Please extract every line of the records below, reproducing each one verbatim.

==== Given data

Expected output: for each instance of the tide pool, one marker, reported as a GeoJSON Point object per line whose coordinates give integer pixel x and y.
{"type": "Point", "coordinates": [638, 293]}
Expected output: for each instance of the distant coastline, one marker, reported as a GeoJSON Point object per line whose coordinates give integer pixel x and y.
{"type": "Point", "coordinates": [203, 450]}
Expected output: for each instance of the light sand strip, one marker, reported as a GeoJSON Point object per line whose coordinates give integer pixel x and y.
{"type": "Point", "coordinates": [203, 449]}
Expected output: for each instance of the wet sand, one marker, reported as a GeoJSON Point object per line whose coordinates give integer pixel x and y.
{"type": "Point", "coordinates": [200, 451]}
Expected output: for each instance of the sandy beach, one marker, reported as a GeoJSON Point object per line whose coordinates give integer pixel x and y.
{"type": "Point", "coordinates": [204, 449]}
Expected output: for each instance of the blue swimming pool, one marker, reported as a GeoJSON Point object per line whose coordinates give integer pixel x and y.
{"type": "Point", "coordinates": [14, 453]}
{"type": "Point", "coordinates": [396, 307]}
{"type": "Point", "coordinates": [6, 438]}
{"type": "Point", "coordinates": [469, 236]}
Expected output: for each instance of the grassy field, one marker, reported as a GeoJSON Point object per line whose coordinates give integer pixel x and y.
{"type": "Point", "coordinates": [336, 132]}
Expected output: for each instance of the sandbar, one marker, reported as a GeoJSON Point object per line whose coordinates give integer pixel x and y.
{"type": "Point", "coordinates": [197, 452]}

========

The result.
Expected output: for each instance of the tide pool, one marker, reported as a GeoJSON Point object per line whose coordinates give integer pixel x and y.
{"type": "Point", "coordinates": [638, 293]}
Expected output: for each instance of the distant coastline, one marker, reported as a GeoJSON Point object per line whose coordinates give integer pixel x and y.
{"type": "Point", "coordinates": [203, 450]}
Expected output: for each instance of the light sand strip, one marker, reported as a GeoJSON Point object per line whose coordinates give integer pixel x and y.
{"type": "Point", "coordinates": [203, 449]}
Expected output: for each instance of the wet sand, one marker, reported as a GeoJSON Point object per line whose coordinates give integer pixel x and y.
{"type": "Point", "coordinates": [200, 451]}
Expected output: for each instance of the sandy beach, one marker, reported as a GeoJSON Point object per line whose coordinates give integer pixel x and y.
{"type": "Point", "coordinates": [204, 449]}
Expected output: for each instance of the blue swimming pool, one marker, reported as a GeoJSON Point object per line whose coordinates give integer pixel x and y.
{"type": "Point", "coordinates": [14, 453]}
{"type": "Point", "coordinates": [396, 307]}
{"type": "Point", "coordinates": [6, 438]}
{"type": "Point", "coordinates": [469, 236]}
Expected output: for each instance of the grassy field, one marker, reported as a GeoJSON Point object per line whose coordinates give integer pixel x and y.
{"type": "Point", "coordinates": [336, 132]}
Expected output: for each instance of the sandbar, one marker, reported as a GeoJSON Point object per line whose coordinates give integer pixel x and y.
{"type": "Point", "coordinates": [197, 452]}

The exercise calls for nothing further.